◆ Text section ◆
------------------------------------------------------------
Just before dark we packed up and made our way along the pier and back to the van, knackered and happy from our days sport. I think we landed in excess of 30 whiting, along with a few pouting, a couple of dabs, a flounder and the one rockling, not too bad for a couple of anglers who havn,t sea fished properly for a good few years. I'm getting a bit more into my sea fishing at moment and rather than thinking about braving the cold in search of pike my mind keeps wandering to fishing the cold seas for whatever lives within. I,ll keep you informed on how i get on whatever i may fish for. tight lines guys...


Wednesday, 27 November 2019


Last week i fancied a spot of sea fishing on my local River Crouch so one evening set about getting the gear ready for a little first light dangle at a local mark. I like to tie a few rigs at home so i don't have to fumble around by the water so a few 2 hook flappers, for the whiting and small fish, were made up as well as a couple of big hook pennels for anything larger swimming by.

The temperature gauge in the van was reading 0 degrees as i drove the short distance to the river and the heavy frost crunched under foot as i walked to my chosen spot just as the sun was just rising over the horizon making getting out of bed early worthwhile. The tide was already 3 hours down from high water and i had only planned to stay for a couple of hours so the rigs i,d tied the previous evening were quickly attached and launched out at various distances. Bait was strips of mackeral and squid as well as some frozen black lug on the small fish rigs and a cocktail of large fillets of mackeral and squid for the big fish.

 From the off the rods were rattling away and after missing a couple of bites i connected with a small whiting. A quick unhook and back out went the rig. I then proceeded to catch at least one, sometimes 2, whiting on every cast to the flapper rig with only the odd whiting to the bigger bait, but they were bigger whiting.
 One of the larger whiting had this small 'goby' protruding from its throat so i carefully eased it out and thread it onto a hook and cast it back out, and i caught another whiting on it too. The bites started to slow down as the tide flow eased and after 2 hours of quite busy fishing i packed up and headed home for my breakfast and a nice cup of latte. I lost count of how many fish i caught but it had to be a couple of dozen with a dozen or so sizeable fish taken home to make into fishcakes for 'Her Ladyship'.

I was quite surprised that only whiting showed up in my catch, i would of expected a couple of pouting or maybe a basslet or two as well.

A beautiful couple of hours spent by the water catching a few fish, what more can a guy ask for.

Friday, 8 November 2019


At the beginning of this year i fished a small river in Essex, which i had been meaning to try for a few years, in hope of catching some nice perch and chub as i,d heard a few reports and walked the river and it looked good for both species. Luckily i did pretty good on that session and caught both my target species, and not bad sized ones too. Well last week i decided i fancied another trip there to see what else this tiny little river had to offer.
------------------------------------------------------------
◆ Dataset rows showing where objects appear ◆
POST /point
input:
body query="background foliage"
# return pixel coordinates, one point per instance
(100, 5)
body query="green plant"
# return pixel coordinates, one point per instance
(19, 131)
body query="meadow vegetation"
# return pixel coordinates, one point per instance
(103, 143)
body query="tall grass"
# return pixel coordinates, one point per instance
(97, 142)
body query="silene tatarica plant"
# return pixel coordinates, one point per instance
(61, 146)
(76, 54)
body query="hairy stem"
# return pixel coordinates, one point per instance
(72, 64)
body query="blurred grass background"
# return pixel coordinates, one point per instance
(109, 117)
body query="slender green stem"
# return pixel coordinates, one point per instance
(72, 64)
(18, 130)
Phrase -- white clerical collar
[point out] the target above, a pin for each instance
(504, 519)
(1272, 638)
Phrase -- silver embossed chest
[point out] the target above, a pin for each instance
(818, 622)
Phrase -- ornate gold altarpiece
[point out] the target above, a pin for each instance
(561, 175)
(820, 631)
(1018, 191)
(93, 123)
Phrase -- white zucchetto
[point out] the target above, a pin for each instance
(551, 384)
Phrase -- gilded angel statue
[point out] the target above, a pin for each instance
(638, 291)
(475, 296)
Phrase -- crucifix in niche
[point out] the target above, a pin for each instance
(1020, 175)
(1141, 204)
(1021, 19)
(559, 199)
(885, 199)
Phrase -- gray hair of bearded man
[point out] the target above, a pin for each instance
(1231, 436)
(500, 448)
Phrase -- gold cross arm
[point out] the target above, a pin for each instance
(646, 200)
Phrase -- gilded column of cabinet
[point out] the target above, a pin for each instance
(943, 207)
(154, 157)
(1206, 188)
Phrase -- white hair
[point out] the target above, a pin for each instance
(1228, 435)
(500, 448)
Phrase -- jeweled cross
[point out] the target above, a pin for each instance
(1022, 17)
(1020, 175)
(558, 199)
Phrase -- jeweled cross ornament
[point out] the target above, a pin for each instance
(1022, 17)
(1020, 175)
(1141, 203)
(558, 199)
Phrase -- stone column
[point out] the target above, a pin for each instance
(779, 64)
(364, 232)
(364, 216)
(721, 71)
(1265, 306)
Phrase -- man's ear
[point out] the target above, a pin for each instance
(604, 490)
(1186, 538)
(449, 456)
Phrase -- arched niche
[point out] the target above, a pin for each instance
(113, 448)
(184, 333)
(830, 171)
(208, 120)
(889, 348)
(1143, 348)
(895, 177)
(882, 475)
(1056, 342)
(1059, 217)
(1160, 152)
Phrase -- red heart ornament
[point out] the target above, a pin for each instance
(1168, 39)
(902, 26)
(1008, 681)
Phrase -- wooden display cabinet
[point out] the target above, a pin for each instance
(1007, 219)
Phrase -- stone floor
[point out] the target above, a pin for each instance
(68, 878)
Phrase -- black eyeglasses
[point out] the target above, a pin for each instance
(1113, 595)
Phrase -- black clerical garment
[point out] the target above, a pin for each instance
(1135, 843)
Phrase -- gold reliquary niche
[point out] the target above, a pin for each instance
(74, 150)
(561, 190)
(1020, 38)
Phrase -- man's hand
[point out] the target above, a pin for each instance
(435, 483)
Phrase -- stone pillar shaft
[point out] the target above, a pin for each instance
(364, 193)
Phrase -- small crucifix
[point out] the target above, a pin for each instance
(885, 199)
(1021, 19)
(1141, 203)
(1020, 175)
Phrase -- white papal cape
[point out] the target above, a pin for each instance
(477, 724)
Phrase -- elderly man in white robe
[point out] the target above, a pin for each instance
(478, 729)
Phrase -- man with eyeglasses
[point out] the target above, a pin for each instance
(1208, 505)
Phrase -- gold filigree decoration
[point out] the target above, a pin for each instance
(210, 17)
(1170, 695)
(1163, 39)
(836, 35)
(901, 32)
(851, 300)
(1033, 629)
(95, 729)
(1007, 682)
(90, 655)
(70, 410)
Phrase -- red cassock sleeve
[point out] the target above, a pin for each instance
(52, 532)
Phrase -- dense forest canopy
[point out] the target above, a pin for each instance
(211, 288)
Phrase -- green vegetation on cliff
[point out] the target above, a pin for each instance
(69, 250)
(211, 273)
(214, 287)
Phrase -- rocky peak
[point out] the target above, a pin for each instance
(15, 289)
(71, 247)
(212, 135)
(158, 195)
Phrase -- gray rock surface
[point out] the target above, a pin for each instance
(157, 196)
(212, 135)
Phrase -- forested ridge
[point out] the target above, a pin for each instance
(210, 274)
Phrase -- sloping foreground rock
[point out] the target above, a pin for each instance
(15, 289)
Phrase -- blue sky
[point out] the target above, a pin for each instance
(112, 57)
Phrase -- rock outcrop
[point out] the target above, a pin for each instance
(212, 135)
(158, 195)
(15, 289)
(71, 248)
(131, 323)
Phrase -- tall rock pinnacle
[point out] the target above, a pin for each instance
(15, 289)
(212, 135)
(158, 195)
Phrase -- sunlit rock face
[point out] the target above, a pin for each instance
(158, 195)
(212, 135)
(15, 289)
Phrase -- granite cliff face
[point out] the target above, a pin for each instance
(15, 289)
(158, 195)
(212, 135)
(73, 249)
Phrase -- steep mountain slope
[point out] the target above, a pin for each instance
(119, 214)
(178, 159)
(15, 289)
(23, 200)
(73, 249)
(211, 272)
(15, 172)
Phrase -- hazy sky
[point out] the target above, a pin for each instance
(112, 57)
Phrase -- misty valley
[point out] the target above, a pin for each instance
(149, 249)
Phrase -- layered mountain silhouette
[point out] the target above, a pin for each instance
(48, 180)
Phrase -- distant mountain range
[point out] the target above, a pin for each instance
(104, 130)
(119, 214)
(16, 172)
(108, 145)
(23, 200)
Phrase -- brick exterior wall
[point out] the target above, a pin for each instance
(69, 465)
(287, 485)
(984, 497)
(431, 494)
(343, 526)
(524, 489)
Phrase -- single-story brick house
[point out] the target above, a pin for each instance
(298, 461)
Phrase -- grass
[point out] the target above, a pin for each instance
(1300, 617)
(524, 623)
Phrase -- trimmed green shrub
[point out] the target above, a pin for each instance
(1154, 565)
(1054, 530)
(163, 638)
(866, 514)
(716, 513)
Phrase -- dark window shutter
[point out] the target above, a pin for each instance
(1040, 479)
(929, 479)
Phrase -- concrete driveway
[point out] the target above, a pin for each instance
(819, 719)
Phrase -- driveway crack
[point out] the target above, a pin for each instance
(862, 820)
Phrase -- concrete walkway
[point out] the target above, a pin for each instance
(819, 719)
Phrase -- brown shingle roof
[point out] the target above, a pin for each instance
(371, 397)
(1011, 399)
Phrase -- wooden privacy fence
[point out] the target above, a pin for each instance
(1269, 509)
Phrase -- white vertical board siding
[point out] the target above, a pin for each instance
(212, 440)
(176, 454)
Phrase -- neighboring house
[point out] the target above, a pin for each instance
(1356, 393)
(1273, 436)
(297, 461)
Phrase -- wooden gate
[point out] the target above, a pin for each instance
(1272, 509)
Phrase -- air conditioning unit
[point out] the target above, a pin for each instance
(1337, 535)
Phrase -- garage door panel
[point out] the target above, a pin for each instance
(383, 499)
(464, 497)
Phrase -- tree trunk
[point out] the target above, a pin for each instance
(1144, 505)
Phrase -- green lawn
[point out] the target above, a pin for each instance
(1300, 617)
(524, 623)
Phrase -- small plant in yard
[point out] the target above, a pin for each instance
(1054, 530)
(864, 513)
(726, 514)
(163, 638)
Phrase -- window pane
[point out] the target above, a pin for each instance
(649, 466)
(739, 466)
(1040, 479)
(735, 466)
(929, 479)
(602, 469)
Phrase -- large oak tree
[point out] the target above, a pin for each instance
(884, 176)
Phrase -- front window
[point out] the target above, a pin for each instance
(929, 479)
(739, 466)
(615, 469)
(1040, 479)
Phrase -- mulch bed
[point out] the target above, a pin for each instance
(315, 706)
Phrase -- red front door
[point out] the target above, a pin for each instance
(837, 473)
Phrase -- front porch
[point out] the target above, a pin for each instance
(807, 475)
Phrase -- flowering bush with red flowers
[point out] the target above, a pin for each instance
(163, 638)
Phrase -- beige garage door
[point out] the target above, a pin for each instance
------------------------------------------------------------
◆ Written instruction 1 ◆
The fishing blog opens by recounting a pier trip. List every kind of fish it says was landed on that trip.
◆ Written instruction 2 ◆
Answer these questions from the fishing blog, one answer per line, marked the same way.
(a) What did the temperature gauge in the van read on the drive to the River Crouch?
(b) How far down from high water was the tide on arrival at the River Crouch spot?
(c) Which two species were the targets on the small Essex river at the beginning of the year?
◆ Written instruction 3 ◆
Write the next few sentences of the fishing blog, following on from its final sentence.

◆ Task answer 1 ◆
whiting
pouting
dab
flounder
rockling

◆ Task answer 2 ◆
(a) 0 degrees
(b) 3 hours
(c) Perch and chub

◆ Task answer 3 ◆
My target for this short afternoon session was the perch, probably my favourite species to fish for over the past few years. Now that i know the river holds a couple of decent specimens i feel that its worth putting in the effort to see what size these sergeants actually grow too. Arriving at midday i set of on the 1.5 mile trek to a small side pool, which i had caught small roach, rudd and gudgeon from on my last trip, to tempt out a few small silvers to use as live bait on the main river. Arriving at the pool it was obvious that no one else and fished there in a long time as the bankside vegetation was untrodden so after a little clearing i had a lovely flatfish spot to stand and fish from safely. I say safely as i knew the water was quite deep, turns out its around 6-8ft at your feet, and there was an inlet pipe running heavily into the pool next to where i was standing so slipping in would of been quite a serious error.

 Quickly setting up a little trotting rig a dropped the bait just out from my nearby bank at a depth of roughly 3ft, baited with a single red maggot, and literally before the float had time to settle it slid away and i happily swung in a tiny chublet, result. Over the past hour i caught a good few dozen chublets, roach and rudd with 10 or so going into the livie bucket and the rest being returned. I was enjoying myself immensely catching these small fish and for some reason thought i,d deepen the rig and see what was lowered down in the water column, now that was a real game changer. First chuck in and my float side away as per usual but as i lifted into this fish i was met with some good resistance and something pulling back hard on the other end of my line. A short battle and up popped a lovely roach off around a pound or so in weight but as i went to slide the net under it the hook pulled, bollix. Annoyed at losing a decent fish i dropped the bait back in roughly the same place and almost immediately the float shot of again and i was into another strong fish which turned out to be another good sized roach. The next half hour was spent catching quality sized roach upto three quarters of a pound, wish i,d taken pictures of them now, until the action just stopped for no apparent reason.  Now for some reason i again decided to deepen the rig and first drop in i hooked and landed the reason, i was soon to find out, why the bigger roach and the smaller fish earlier had 'done the offs'.

It had turned out that deeper down in my swim was a hoard of good sized perch, probably curious as to what all the commotion had been over the past couple of hours. Every drop down with single red maggot resulted in perch upto half pound snatching the bait. Now this was great fun catching perch of this size but i did wonder if maybe there was any bigger specimens swimming amongst its smaller brethren so i changed tactics and dropped in a small live bait to the same area as an experiment. First little trot and the free roaming chublet attracted a slightly bigger perch of maybe just a pound in weight, great i thought and persevered onwards with another little livie. More perch followed but nothing over a pound in weight and i was beginning to think that maybe 1lb was the ceiling weight for them in this tiny little pool.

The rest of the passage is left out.